- EXTRACTED RECORDS

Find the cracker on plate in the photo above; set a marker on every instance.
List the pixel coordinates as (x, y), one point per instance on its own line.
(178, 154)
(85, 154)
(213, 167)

- WHAT NEEDS TO BE DONE
The full set of entries must be printed again without any alteration.

- TASK OUTPUT
Find the cracker on plate in the photo above; set a marker on every instance.
List the pixel coordinates as (x, y), one point per instance on its own line.
(178, 154)
(85, 154)
(213, 167)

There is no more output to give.